_Source material_:

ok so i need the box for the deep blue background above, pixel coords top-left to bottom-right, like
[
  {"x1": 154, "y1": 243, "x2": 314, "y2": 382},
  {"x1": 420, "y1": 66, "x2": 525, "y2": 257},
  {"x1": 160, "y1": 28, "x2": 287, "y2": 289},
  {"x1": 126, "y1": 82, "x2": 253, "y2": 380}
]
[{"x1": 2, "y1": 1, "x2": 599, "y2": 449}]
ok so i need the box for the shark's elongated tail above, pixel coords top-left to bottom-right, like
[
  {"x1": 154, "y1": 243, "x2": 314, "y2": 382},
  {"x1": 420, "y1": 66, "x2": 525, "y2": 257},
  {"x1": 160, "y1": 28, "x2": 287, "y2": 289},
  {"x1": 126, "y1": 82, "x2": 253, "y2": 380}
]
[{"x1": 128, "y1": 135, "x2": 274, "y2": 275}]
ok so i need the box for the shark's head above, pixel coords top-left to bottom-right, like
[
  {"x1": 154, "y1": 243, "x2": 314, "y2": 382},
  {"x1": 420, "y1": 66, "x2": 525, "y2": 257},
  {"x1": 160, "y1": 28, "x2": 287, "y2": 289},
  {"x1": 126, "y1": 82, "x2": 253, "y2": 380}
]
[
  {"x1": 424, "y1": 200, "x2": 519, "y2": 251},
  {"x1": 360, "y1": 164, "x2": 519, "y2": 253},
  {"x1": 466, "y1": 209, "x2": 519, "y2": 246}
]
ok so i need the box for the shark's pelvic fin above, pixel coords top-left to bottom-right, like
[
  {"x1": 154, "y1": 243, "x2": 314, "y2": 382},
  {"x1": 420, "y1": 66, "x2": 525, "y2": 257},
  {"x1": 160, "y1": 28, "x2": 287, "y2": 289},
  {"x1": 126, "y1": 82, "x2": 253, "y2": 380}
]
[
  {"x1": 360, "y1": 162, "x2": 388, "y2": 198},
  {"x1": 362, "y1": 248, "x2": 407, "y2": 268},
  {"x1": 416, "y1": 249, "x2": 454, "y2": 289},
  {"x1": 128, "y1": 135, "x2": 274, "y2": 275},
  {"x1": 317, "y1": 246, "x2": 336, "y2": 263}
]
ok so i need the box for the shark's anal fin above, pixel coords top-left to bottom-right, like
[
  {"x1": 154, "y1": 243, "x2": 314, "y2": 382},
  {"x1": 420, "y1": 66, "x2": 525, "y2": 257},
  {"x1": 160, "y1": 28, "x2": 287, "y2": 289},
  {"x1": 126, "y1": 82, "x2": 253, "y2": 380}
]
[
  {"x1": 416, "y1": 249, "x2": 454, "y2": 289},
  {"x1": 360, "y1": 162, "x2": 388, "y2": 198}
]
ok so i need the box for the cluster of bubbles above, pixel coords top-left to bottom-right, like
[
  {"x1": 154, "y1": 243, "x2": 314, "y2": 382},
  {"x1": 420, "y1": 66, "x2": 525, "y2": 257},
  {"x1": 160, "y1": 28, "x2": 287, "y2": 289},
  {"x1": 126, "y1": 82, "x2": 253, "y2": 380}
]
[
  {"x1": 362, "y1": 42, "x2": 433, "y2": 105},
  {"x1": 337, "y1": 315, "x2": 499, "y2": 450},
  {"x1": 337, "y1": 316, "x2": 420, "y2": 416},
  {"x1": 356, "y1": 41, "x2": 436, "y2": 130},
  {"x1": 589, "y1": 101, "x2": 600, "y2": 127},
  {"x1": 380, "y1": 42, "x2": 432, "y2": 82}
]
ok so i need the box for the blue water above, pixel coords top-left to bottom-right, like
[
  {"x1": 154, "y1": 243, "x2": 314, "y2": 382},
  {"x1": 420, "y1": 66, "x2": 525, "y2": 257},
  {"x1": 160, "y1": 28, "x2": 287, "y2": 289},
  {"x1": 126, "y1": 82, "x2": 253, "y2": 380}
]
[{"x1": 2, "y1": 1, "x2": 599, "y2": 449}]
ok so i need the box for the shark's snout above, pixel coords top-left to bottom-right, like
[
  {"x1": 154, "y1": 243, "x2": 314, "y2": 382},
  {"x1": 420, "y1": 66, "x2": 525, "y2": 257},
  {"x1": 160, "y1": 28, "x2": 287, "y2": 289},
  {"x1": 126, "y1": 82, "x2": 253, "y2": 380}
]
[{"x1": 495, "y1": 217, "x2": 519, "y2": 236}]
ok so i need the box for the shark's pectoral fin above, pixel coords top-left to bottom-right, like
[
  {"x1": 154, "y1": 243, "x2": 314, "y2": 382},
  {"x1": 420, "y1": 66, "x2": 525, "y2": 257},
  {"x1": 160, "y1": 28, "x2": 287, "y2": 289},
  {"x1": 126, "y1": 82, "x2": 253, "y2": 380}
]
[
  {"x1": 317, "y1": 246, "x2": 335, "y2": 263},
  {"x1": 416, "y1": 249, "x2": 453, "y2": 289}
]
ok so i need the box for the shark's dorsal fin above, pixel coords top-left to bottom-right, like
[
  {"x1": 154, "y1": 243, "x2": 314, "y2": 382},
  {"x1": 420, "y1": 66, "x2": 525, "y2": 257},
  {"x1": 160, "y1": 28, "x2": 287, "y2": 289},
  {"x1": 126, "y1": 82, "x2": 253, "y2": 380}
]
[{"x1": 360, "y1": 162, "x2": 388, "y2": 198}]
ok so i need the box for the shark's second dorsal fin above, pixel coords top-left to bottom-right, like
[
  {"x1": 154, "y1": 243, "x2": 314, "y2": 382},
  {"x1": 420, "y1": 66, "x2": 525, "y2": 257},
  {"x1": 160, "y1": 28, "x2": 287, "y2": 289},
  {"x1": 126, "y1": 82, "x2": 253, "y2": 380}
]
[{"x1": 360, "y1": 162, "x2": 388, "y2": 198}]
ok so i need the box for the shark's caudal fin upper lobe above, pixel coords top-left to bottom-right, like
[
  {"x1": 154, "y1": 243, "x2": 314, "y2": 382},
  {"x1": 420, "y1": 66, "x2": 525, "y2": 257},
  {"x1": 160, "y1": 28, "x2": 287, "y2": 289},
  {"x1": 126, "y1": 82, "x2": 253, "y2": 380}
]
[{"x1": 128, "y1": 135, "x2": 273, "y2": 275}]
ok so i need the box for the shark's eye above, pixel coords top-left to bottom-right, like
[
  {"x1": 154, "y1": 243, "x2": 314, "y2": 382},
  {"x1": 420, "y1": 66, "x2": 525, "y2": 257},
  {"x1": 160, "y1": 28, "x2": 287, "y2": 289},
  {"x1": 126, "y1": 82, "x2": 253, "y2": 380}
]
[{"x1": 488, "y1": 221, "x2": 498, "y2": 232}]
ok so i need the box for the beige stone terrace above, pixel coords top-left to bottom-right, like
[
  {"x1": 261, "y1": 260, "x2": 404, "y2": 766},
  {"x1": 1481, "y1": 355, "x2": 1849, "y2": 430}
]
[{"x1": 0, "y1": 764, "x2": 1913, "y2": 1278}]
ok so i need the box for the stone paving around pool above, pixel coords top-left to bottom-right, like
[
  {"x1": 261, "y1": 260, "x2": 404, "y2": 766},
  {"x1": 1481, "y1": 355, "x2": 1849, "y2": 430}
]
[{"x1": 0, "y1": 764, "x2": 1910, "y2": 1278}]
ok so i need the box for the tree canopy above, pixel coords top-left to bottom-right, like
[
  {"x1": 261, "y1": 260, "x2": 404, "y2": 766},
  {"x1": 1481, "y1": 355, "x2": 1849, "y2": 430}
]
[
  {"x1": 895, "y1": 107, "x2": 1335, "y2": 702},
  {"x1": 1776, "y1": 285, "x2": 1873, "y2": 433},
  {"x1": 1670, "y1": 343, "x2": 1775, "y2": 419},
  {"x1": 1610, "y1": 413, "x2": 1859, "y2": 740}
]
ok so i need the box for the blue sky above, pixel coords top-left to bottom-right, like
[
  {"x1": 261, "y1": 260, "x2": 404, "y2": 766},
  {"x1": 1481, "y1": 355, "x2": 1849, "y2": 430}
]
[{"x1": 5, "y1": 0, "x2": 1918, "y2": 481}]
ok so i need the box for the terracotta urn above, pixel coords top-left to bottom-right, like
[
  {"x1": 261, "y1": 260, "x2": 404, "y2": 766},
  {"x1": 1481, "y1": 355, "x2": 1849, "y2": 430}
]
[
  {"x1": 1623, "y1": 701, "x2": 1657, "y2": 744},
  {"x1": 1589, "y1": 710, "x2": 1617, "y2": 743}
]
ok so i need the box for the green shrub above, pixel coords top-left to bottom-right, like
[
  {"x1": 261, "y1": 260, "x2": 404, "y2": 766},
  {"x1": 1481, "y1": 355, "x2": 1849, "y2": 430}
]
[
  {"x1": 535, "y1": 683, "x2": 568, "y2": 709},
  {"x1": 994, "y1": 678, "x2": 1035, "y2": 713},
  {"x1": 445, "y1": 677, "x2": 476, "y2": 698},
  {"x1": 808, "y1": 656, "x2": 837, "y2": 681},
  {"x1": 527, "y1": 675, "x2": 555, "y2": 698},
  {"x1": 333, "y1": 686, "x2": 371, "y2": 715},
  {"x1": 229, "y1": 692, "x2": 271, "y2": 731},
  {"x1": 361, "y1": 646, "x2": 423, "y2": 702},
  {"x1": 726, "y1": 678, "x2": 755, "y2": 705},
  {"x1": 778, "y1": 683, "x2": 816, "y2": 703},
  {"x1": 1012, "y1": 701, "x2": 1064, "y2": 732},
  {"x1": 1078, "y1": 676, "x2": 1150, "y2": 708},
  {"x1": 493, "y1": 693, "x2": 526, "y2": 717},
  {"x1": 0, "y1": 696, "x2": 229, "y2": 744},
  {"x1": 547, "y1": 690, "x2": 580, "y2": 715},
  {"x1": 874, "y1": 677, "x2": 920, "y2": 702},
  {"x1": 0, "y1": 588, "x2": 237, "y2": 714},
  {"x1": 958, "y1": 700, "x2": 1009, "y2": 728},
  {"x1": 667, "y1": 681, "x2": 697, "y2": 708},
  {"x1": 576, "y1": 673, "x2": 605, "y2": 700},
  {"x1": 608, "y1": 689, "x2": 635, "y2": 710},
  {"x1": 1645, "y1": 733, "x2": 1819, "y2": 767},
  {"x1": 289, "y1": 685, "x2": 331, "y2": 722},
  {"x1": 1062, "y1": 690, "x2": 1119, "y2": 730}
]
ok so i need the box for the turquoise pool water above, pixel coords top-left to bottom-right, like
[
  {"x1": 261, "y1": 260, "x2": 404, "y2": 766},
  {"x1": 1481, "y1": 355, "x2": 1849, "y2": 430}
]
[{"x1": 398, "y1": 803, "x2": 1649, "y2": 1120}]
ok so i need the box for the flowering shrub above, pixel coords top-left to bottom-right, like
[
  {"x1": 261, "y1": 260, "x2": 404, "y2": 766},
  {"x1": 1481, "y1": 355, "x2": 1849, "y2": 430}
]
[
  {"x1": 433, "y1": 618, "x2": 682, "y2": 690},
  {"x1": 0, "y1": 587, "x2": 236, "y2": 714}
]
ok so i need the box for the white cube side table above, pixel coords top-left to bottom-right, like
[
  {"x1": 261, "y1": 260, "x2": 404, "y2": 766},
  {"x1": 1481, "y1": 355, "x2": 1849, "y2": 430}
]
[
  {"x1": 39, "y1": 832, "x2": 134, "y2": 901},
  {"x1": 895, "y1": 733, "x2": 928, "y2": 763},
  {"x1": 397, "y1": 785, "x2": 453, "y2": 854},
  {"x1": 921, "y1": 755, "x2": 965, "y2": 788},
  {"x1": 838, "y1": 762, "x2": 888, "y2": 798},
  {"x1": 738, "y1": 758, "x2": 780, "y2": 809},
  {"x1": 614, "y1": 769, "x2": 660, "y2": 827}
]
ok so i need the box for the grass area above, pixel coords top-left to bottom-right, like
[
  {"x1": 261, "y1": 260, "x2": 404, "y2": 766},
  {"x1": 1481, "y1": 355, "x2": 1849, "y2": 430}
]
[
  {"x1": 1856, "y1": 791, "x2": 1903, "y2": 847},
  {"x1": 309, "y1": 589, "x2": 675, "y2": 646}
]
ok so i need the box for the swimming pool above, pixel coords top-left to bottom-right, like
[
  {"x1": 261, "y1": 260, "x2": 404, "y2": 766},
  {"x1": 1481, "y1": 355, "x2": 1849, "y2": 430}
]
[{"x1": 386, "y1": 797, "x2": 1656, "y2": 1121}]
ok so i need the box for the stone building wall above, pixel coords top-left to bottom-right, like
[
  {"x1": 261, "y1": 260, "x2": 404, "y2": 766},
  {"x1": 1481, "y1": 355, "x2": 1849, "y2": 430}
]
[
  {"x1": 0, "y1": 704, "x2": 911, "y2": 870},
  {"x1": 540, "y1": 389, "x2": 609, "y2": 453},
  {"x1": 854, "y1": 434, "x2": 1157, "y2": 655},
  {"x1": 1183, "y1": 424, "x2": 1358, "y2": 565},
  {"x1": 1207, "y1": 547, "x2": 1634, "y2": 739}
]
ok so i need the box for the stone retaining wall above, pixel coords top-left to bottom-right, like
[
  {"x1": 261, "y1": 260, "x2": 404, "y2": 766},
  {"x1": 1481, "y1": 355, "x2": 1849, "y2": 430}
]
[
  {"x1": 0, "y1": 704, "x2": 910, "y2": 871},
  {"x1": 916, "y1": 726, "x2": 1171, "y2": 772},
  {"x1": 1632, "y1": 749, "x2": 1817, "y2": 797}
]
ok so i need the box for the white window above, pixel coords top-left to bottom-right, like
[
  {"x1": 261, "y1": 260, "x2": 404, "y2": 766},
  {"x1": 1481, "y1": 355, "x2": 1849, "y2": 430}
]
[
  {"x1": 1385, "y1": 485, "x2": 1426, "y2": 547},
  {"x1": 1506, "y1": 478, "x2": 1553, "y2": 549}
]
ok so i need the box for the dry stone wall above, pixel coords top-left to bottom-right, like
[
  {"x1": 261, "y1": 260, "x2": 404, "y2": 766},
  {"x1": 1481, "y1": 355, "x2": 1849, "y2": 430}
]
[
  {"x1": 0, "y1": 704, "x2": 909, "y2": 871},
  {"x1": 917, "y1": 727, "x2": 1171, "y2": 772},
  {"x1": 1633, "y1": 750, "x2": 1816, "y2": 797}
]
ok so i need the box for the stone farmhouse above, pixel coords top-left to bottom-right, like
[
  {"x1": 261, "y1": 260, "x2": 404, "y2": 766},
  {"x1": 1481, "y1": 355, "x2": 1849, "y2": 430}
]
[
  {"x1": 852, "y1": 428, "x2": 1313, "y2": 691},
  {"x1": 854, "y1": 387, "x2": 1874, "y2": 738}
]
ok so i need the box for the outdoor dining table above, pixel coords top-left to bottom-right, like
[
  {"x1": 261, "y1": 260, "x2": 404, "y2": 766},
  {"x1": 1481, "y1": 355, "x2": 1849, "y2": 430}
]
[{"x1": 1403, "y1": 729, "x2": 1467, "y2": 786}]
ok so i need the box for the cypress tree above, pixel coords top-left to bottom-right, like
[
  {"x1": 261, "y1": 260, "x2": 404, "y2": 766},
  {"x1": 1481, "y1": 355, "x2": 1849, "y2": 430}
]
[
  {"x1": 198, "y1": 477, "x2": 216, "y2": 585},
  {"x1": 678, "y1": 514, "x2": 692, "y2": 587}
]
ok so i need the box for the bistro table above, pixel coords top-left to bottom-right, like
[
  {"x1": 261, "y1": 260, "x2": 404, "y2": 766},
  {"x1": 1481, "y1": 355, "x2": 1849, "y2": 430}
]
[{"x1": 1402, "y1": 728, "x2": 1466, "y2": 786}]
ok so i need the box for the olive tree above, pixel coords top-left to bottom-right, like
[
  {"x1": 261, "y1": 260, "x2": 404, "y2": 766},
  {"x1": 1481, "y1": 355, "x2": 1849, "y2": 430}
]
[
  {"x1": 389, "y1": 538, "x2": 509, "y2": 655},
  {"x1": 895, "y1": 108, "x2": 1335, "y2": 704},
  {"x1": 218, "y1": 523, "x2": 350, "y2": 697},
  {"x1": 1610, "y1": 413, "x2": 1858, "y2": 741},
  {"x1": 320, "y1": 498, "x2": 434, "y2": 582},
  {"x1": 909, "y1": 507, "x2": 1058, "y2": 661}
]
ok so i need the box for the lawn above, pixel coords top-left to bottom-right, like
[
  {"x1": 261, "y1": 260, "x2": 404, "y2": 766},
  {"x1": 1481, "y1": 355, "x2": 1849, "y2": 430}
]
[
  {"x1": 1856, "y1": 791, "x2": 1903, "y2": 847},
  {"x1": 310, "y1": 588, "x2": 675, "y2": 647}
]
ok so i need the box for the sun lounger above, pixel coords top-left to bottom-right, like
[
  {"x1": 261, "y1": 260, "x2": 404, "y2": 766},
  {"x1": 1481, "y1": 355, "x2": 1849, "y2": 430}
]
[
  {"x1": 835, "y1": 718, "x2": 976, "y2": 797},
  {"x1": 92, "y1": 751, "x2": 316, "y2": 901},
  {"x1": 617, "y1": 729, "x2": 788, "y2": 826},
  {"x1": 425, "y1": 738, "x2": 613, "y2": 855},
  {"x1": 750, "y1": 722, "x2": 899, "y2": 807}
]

_Problem_:
Find the line that contains "ok so i need the box for the sun". Write out that line and every line after it through the end of the data, exactly, and nothing else.

_Answer for the task_:
ok so i need the box for the sun lounger above, pixel coords top-left to bottom-right, like
[
  {"x1": 261, "y1": 260, "x2": 404, "y2": 766},
  {"x1": 1481, "y1": 355, "x2": 1849, "y2": 430}
]
[
  {"x1": 835, "y1": 718, "x2": 976, "y2": 797},
  {"x1": 92, "y1": 751, "x2": 316, "y2": 901},
  {"x1": 617, "y1": 729, "x2": 788, "y2": 826},
  {"x1": 425, "y1": 738, "x2": 613, "y2": 855},
  {"x1": 750, "y1": 722, "x2": 899, "y2": 807}
]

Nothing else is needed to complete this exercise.